Extrait du texte:
————————
Ne touchez pas au participe passé!

Un mouvement d’opinion a vu le jour dans l’objectif de simplifier la règle d’accord du participe passé. Né en Belgique, il s’étend aujourd’hui en France.

Deux anciens professeurs de français écrivent dans Libération du 2 septembre:« Osons l’affirmer : les règles d’accord du participe passé actuelles sont obsolètes et compliquées jusqu’à l’absurde. [Les nouvelles règles proposées d’accord simplifiées] compte tenu du fait qu’elles ne sont pas fautives, qu’elles suivent l’usage, qu’elles libèrent du temps scolaire, qu’elles sont recommandées par toutes les instances officielles d’avis sur la langue et les universités, on est en droit de se demander pourquoi ces [nouvelles] règles ne sont pas appliquées. »
————————
Entrées de données:
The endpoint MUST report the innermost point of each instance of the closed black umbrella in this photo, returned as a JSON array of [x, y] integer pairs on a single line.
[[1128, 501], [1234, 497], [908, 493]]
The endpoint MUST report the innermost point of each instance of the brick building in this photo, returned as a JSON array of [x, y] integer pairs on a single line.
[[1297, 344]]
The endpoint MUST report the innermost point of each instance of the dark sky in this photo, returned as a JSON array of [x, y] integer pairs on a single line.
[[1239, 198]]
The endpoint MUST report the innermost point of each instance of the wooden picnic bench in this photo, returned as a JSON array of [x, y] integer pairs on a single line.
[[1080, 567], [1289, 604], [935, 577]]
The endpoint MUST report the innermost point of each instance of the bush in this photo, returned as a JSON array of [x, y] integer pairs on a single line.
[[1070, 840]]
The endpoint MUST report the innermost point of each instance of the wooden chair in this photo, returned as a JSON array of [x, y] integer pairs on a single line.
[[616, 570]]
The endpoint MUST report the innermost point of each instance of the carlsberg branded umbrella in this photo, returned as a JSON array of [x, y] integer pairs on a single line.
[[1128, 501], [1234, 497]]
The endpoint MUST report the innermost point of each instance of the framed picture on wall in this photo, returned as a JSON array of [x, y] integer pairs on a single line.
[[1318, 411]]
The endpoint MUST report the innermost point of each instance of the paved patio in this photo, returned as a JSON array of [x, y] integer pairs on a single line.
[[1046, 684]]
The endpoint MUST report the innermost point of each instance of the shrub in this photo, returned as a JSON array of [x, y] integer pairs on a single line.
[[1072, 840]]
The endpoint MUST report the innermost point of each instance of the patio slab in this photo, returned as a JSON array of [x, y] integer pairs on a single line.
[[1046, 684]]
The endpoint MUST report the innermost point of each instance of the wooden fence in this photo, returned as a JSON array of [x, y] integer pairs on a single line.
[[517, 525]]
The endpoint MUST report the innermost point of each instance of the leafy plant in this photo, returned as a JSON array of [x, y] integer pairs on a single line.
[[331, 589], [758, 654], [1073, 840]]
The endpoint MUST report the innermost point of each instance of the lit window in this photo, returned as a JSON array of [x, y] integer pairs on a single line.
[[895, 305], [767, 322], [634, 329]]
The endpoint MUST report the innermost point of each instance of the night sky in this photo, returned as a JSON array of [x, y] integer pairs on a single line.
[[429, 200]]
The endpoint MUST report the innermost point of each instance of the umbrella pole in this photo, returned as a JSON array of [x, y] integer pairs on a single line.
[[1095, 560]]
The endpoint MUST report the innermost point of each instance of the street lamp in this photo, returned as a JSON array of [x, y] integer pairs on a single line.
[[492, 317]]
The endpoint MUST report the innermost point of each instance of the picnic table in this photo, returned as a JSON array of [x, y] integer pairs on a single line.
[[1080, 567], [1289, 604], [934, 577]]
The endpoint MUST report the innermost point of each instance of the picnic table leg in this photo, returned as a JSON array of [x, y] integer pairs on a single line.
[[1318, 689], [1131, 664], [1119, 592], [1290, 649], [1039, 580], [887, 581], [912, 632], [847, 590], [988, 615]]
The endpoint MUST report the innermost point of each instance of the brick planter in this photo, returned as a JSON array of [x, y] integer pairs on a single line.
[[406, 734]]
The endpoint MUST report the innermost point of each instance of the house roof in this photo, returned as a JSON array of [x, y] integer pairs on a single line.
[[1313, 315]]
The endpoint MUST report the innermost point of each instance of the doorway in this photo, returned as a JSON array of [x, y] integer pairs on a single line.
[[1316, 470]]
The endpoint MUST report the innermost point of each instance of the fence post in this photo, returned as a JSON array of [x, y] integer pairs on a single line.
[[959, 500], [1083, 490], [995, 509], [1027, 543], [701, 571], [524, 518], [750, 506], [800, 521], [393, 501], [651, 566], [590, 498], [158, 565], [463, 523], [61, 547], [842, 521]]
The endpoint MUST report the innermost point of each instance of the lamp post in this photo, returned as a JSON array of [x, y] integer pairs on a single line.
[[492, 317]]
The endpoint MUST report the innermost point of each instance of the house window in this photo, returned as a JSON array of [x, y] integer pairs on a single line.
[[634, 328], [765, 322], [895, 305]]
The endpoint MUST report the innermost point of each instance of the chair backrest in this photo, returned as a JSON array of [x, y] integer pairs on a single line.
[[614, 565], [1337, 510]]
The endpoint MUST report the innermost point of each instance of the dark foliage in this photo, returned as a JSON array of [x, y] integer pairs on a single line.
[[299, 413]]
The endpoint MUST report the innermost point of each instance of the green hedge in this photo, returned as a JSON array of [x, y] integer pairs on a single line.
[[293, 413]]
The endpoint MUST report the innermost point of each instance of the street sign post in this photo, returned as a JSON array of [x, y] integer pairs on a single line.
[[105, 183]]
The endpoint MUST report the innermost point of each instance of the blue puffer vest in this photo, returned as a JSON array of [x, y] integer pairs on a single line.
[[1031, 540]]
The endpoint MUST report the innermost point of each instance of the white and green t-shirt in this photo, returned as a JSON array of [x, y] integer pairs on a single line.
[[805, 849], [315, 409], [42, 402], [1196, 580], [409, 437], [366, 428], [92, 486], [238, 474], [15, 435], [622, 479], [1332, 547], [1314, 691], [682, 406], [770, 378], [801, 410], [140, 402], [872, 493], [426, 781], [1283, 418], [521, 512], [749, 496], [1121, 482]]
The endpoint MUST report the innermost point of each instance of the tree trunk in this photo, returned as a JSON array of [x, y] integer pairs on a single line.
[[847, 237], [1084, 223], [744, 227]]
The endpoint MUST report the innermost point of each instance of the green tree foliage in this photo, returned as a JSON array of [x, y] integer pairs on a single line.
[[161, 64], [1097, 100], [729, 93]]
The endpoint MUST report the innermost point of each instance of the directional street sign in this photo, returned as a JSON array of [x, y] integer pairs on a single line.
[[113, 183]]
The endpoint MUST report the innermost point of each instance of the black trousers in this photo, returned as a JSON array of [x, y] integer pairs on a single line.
————————
Consigne détaillée: Recopiez mot pour mot, du titre à la dernière phrase, l'extrait sur l'accord du participe passé qui figure plus haut.

Réponse finale:
Ne touchez pas au participe passé!

Un mouvement d’opinion a vu le jour dans l’objectif de simplifier la règle d’accord du participe passé. Né en Belgique, il s’étend aujourd’hui en France.

Deux anciens professeurs de français écrivent dans Libération du 2 septembre:« Osons l’affirmer : les règles d’accord du participe passé actuelles sont obsolètes et compliquées jusqu’à l’absurde. [Les nouvelles règles proposées d’accord simplifiées] compte tenu du fait qu’elles ne sont pas fautives, qu’elles suivent l’usage, qu’elles libèrent du temps scolaire, qu’elles sont recommandées par toutes les instances officielles d’avis sur la langue et les universités, on est en droit de se demander pourquoi ces [nouvelles] règles ne sont pas appliquées. »